• [Task prompt]:
Copy word for word the portion of the essay below on faith and American politics between "How ought Christians" and "tug-of-war with Jesus?", inclusive.

START Text segment

Miller also highlights the fact that it is the idea that America occupies a unique place in God’s divine plan that helps account for certain aspects of U.S foreign policy:

This sense of America’s divine mission in the world grew. In the middle of the 19th century, legions of Protestant missionaries fanned out across the globe on errands from God, hoping to teach others the lessons of democracy and the Gospel—ideologies that were inexorably intertwined. “We wouldn’t be in Afghanistan if it weren’t for the missionaries of the 19th century,” says Grant Wacker, professor of American religious history at Duke. “It’s this whole complex of ideas: the world is our province, and we have both the right and the obligation to tutor the rest of the world.”

In other words, our city-on-a-hill national vision not only allows us, but in some sense obligates us, to play the role of earth’s guardian-slash-provider whose job is to export our religion, our democratic ideals, and our fast-food restaurants to those who either long for such things, or who would do so if they truly knew what’s best for them.

How ought Christians react to all this? What should be our response to learning that, come presidential campaign season, both the Democrats and Republicans will be playing tug-of-war with Jesus?

I would like to offer a handful of observations that I hope will help clarify our thinking on some of these issues, as well as provide some fodder for further discussion and study of these matters.

First, no matter their political persuasion, all Christians should feel very uncomfortable with the idea that the solution to the conservative politicization of the Christian faith is cheering on liberals when they try to do it. It is extremely anachronistic for anyone, whether on the left or the right, to try to claim divine sanction for free-market capitalism or biblical justification for universal healthcare. The Bible is not a political manual or blueprint for earthly utopia.

END Text segment
START Information given

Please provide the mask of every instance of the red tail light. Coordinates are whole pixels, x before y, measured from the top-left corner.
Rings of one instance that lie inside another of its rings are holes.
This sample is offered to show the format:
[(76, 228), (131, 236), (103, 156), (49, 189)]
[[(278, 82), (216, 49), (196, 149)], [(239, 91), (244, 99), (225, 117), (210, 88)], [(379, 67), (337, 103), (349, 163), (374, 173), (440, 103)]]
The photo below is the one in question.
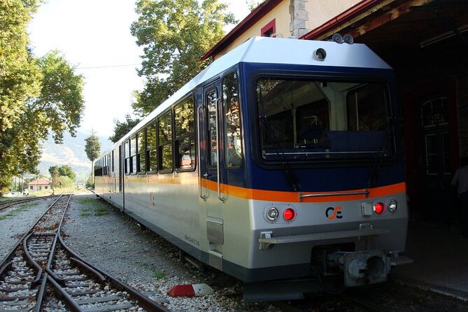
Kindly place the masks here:
[(283, 212), (283, 218), (285, 218), (286, 221), (290, 221), (294, 219), (294, 217), (296, 216), (296, 211), (294, 209), (290, 208), (287, 208)]
[(374, 205), (374, 211), (376, 213), (382, 213), (385, 209), (385, 206), (382, 203), (377, 203)]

END Information given

• [Task result]:
How ought Christians react to all this? What should be our response to learning that, come presidential campaign season, both the Democrats and Republicans will be playing tug-of-war with Jesus?